**Task instructions**
Please report every line in the entries that contains the string "palomino".

Saved entries:
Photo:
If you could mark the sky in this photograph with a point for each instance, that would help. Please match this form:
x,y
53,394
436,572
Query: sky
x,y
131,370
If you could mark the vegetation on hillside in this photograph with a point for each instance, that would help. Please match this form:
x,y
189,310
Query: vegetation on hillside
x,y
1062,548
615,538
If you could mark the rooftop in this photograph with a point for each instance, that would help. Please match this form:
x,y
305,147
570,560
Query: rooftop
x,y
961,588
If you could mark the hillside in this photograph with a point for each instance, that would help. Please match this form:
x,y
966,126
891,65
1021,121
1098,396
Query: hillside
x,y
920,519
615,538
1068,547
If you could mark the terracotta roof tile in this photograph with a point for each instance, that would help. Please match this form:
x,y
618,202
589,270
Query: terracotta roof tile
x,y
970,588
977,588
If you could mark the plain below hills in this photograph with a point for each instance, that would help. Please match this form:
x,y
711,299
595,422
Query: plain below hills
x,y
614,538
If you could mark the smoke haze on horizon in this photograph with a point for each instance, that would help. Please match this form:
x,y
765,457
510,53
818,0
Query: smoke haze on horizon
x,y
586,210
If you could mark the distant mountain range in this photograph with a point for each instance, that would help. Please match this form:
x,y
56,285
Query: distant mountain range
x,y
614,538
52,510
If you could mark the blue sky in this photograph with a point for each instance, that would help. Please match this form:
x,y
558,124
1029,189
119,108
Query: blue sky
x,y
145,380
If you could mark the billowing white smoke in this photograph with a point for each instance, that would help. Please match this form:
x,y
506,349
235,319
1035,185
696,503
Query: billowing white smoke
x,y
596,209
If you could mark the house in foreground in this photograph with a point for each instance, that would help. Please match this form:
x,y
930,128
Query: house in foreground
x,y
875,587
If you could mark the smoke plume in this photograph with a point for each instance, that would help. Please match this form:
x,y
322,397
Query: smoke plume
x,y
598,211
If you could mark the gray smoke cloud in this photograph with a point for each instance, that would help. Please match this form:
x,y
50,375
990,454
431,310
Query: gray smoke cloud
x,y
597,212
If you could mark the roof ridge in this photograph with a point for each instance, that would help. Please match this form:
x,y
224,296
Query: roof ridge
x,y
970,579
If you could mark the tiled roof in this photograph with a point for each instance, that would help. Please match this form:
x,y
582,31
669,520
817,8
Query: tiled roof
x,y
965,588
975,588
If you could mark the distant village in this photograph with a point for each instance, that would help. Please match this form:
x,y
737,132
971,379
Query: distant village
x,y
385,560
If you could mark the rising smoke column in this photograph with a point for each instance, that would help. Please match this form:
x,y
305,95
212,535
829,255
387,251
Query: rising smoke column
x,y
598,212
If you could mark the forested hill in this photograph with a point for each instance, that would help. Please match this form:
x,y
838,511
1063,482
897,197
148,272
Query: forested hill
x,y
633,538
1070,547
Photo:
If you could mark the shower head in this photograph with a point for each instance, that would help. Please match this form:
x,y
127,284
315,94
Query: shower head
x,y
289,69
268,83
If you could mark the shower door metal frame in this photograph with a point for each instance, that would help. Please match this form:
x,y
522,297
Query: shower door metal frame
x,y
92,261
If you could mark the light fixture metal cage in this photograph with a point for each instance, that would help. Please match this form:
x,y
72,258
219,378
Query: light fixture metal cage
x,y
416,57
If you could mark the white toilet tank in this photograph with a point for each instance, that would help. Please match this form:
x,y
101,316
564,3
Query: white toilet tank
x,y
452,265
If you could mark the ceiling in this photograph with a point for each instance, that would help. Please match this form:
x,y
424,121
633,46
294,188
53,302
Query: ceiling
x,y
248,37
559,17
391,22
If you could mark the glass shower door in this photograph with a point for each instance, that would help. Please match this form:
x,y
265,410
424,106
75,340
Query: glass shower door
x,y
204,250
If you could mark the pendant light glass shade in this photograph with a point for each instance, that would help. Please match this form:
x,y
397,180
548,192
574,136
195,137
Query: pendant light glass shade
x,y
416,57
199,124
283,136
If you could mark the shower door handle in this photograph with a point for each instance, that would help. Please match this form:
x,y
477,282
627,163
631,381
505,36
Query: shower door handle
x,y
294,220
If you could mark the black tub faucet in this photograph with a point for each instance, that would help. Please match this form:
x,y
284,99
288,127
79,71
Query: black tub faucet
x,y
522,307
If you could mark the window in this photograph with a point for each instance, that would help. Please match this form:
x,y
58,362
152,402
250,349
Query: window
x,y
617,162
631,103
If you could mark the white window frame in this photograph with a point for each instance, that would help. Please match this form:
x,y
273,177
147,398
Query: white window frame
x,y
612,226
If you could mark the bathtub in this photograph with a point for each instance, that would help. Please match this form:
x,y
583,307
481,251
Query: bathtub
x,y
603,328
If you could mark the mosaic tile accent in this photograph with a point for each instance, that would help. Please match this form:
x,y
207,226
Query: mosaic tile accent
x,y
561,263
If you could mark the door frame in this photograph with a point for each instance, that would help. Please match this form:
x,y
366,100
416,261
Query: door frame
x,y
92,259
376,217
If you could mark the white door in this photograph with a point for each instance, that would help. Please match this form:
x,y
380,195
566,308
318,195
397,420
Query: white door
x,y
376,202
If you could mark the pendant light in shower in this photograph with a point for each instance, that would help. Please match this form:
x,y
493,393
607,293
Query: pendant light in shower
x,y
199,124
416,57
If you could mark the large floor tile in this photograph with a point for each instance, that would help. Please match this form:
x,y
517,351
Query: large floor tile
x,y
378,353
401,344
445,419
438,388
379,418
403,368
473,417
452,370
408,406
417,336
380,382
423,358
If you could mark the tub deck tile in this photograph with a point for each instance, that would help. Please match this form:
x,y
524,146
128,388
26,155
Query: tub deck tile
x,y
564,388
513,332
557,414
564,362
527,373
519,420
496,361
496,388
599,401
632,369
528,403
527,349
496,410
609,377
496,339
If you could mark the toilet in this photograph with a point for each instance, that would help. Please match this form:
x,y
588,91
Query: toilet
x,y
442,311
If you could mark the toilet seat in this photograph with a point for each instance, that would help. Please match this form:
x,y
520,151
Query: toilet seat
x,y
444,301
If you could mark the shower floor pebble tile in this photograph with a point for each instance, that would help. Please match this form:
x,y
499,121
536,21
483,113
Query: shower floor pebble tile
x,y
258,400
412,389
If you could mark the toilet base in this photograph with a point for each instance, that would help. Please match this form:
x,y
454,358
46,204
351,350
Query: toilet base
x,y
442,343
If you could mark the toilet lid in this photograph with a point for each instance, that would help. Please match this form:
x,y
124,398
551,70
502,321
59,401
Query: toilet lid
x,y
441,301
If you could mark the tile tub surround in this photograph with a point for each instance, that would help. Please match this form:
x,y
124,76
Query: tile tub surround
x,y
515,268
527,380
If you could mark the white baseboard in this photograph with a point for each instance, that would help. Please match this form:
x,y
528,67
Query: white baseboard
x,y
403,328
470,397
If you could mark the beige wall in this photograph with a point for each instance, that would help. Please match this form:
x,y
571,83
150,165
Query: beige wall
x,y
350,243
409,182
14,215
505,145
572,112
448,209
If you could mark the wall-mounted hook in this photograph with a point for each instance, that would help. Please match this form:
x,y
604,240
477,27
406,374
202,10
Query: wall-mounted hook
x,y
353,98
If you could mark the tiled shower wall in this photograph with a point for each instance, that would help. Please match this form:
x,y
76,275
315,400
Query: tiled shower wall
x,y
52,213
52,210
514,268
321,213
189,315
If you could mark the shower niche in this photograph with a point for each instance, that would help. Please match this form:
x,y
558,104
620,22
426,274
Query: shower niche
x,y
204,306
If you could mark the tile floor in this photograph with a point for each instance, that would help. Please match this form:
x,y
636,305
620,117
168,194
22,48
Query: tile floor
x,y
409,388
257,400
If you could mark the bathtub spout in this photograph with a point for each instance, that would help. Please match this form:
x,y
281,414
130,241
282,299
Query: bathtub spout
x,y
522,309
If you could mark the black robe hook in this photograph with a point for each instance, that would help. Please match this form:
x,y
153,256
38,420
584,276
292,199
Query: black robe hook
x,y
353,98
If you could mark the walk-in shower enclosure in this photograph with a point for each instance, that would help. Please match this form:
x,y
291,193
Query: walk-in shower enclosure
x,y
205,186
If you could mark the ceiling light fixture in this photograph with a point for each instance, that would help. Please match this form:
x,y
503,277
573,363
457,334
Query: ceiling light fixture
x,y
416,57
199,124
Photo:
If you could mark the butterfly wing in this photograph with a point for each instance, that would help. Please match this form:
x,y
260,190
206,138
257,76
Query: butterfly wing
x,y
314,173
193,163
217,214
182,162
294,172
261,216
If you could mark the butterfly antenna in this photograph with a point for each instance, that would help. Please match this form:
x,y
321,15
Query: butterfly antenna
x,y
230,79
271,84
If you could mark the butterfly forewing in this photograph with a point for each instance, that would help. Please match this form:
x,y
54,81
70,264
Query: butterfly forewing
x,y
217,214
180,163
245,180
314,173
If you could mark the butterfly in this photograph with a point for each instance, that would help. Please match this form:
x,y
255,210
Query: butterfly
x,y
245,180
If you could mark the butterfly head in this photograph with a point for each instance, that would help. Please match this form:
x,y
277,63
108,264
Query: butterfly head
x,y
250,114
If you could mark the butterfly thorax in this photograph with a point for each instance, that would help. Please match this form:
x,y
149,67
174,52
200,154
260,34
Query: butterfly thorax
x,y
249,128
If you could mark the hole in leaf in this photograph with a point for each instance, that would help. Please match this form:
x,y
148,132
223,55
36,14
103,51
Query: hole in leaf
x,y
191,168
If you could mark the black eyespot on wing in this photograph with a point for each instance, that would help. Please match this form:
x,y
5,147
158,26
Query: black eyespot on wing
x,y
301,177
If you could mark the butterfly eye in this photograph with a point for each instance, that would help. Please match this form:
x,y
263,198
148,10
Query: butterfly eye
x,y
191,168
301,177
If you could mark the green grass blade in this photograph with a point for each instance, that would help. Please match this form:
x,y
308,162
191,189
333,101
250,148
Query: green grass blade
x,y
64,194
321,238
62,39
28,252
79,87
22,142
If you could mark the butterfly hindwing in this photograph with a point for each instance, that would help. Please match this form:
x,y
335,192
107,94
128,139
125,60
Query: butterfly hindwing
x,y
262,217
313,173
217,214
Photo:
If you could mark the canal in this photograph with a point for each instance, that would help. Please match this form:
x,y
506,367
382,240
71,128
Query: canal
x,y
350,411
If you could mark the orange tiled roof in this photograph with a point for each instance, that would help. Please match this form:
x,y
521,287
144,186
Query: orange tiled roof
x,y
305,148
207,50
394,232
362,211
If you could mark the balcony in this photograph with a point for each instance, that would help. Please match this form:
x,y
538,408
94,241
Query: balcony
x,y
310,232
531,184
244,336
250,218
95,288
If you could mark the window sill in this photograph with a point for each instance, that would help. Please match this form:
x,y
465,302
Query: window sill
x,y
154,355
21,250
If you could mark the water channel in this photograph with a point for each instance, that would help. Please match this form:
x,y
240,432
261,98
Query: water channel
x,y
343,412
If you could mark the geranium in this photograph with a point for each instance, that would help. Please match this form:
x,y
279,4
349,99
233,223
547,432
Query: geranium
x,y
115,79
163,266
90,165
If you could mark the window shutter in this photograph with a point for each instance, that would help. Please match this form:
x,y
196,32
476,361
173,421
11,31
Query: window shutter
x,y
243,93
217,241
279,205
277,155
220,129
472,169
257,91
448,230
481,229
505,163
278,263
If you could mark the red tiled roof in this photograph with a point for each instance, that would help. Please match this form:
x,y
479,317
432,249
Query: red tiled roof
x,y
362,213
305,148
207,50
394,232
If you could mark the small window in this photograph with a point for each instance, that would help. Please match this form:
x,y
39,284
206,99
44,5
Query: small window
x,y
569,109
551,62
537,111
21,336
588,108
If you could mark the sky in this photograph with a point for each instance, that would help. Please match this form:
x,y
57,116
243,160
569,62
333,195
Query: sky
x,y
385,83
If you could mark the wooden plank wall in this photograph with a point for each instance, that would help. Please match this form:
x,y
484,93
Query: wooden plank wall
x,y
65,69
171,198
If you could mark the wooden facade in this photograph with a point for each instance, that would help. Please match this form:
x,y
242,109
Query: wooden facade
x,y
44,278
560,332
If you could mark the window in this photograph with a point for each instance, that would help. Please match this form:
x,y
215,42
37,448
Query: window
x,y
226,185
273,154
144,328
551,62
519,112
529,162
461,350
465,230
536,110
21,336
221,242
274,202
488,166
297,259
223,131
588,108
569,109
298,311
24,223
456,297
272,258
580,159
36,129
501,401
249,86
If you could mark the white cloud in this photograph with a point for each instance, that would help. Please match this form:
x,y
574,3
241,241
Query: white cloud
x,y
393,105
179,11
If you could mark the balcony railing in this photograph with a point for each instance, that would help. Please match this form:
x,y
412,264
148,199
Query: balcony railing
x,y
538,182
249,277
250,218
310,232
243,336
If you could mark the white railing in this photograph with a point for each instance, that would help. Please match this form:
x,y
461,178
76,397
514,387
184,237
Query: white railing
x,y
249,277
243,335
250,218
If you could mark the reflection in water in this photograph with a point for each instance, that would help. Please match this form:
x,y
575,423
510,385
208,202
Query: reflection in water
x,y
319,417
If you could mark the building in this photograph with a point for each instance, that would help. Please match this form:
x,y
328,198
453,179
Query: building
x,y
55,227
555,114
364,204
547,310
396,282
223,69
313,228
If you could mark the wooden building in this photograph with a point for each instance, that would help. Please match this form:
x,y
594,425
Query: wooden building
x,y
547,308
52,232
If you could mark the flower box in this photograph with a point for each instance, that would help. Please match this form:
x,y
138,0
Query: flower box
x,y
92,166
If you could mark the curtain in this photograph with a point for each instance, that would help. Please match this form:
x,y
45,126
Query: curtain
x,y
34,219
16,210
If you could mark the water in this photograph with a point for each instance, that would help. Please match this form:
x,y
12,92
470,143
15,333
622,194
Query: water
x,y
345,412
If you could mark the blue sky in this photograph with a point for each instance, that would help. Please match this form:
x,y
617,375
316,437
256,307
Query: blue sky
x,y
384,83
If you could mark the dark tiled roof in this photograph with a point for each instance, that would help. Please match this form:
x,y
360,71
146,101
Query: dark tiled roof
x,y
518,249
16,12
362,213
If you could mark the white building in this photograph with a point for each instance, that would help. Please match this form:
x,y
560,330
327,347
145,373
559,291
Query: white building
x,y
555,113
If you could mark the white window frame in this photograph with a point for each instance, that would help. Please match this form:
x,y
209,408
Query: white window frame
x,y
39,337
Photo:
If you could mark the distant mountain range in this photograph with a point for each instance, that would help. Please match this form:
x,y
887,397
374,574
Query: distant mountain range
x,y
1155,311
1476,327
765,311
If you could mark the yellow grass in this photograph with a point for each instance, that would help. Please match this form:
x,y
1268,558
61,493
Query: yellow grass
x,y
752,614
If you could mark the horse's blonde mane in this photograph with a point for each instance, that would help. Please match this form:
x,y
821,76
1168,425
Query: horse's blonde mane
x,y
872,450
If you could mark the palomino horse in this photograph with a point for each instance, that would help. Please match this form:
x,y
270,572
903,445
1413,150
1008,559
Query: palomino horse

**Task solution**
If you could mark the palomino horse in this photograph with a point for each instance, that would help. Please match this form:
Query: palomino horse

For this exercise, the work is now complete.